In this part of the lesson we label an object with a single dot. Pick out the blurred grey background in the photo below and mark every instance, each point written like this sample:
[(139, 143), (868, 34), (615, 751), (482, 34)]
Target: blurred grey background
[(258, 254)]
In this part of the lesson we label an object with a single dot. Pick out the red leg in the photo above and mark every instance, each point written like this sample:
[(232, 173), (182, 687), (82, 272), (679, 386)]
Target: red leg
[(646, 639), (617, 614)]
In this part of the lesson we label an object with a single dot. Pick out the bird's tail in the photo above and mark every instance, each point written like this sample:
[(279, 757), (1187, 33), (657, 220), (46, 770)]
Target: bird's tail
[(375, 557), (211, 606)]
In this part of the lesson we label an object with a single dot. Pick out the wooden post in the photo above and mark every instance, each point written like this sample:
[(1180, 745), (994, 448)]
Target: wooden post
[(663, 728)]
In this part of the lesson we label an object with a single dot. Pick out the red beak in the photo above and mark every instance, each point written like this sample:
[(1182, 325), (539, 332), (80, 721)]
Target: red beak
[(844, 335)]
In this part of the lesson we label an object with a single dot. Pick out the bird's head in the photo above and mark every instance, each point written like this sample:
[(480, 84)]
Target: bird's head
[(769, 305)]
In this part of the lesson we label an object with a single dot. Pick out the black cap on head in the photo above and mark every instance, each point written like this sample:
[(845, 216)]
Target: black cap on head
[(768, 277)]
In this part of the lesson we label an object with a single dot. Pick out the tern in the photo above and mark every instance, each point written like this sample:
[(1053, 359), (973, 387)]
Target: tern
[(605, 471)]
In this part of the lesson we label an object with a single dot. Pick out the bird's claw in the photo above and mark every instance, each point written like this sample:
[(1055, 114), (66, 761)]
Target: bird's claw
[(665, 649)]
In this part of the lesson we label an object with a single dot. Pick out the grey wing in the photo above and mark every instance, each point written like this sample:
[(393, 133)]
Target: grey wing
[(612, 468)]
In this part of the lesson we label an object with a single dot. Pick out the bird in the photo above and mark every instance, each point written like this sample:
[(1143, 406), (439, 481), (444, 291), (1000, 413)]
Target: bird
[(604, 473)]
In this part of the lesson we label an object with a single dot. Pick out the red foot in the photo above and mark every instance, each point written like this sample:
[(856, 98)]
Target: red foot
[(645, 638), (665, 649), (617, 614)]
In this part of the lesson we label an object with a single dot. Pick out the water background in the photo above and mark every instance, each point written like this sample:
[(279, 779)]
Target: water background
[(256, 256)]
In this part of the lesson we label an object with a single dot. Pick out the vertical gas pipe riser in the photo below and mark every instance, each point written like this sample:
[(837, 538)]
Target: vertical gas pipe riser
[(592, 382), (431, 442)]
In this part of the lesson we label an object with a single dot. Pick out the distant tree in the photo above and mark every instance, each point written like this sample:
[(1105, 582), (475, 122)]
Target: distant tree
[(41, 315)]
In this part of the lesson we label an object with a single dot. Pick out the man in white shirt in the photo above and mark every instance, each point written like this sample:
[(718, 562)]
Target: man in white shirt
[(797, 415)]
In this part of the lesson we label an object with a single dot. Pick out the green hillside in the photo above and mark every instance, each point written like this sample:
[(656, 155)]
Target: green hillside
------------------------------------------------------------------------
--- Short problem ---
Rescale the lines starting with the one containing "out the grey" and going on through the one containing "[(592, 382), (431, 442)]", reproducing every line in full. Multiply each coordinate in the answers by 2.05 and round to whole numbers with halves going up, but leave all other wording and the sample coordinates unchanged.

--- Result for this task ---
In this part of the lesson we label an object with a single dot. Pick out the grey wing in the photo above and mark every instance, each point written like this sample:
[(393, 133)]
Target: grey wing
[(1255, 959)]
In this part of the lesson we label an object with a single dot. Pick out the bird in the photo above and mark every instance, each point written like this sample:
[(1143, 406), (439, 481), (444, 291), (1000, 413)]
Target: bird
[(1238, 970)]
In this part of the lesson we label an object with a single dot. Pick out the red foot in the photo above and mark every instance, each point written like this sample:
[(856, 98)]
Target: red foot
[(1322, 1308), (1363, 1330), (1265, 1259)]
In this part of the lesson we label an object with a single dot. Pick out the water background in the photo above and mark every instance, each point written like this sample:
[(279, 779)]
Target: water background
[(525, 525)]
In this part of the lesson we label an object with a single dot. Pick out the vertical gas pipe riser in the photo below and mark every instance, each point written like this sample:
[(837, 538)]
Target: vertical gas pipe riser
[(1214, 783), (884, 906)]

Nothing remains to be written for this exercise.